--- Passage provided ---

——

Emotions

How to handle bad news

Yesterday, December 15, was a day of good news for many college applicants. Thousands of students learned that their Early Decision or Early Action applications had been accepted. Congratulations to all of them!

But it was also a sad day for thousands more, who had their ED and EA applications deferred or denied. (Colleges use the term “denied,” because although they are denying you acceptance to their school they don’t want you to feel like it’s a personal rejection. Every student I know calls it “rejection,” because—at least at first—it indeed does feel like a personal rejection.)

If you got good news, you know what to do. ED applicants—you’re done! Enjoy your break and enjoy your spring! EA acceptances mean you have some place to go and some place to compare your later offers to. That’s a nice spot to be in.

If you got bad news, though, you may not know what to do. You may be overwhelmed with questions or disappointment. So here’s some advice on dealing with the bad news.

First, understand what you’re looking at: is it a no or a maybe? If you are denied, then it means they are not going to enroll you. You won’t be going there; it’s decided. But very often with ED and EA applications, they don’t actually tell you no. They instead defer you to the regular decision pool. Your application will be looked at again, and you still may be accepted—or waitlisted—when those decisions come out. You may still be going to your top-choice school.

Either denied or deferred, if you applied ED this means you need to make sure you have other applications ready to go for regular admissions deadlines, mostly around January 1st. That gives you several weeks. That’s not a whole lot of time, but you were probably working on them anyway. You’ve got time to catch up. Make sure that your applications include a wide range of selectivity. Don’t assume that because you got denied or deferred once that it means you “can’t get in” at a low-acceptance-rate school and decide not to apply to any.

——

--- Data section ---
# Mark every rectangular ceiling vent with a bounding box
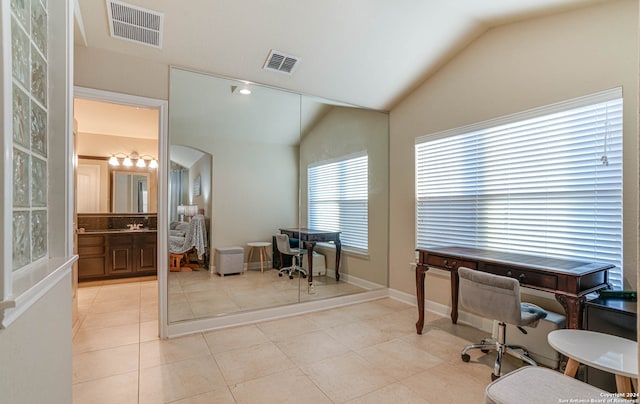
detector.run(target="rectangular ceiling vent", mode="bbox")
[107,0,164,48]
[262,50,301,75]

——

--- Tasks to carry out ---
- A) In the passage on handling bad news, around what date do most regular admissions deadlines fall?
- B) Rewrite the part of the passage on handling bad news between "If you got bad" and "your top-choice school.", inclusive, switching "disappointment" to "frustration".

--- Answers by task ---
- A) Mostly around January 1st.

- B)
If you got bad news, though, you may not know what to do. You may be overwhelmed with questions or frustration. So here’s some advice on dealing with the bad news.

First, understand what you’re looking at: is it a no or a maybe? If you are denied, then it means they are not going to enroll you. You won’t be going there; it’s decided. But very often with ED and EA applications, they don’t actually tell you no. They instead defer you to the regular decision pool. Your application will be looked at again, and you still may be accepted—or waitlisted—when those decisions come out. You may still be going to your top-choice school.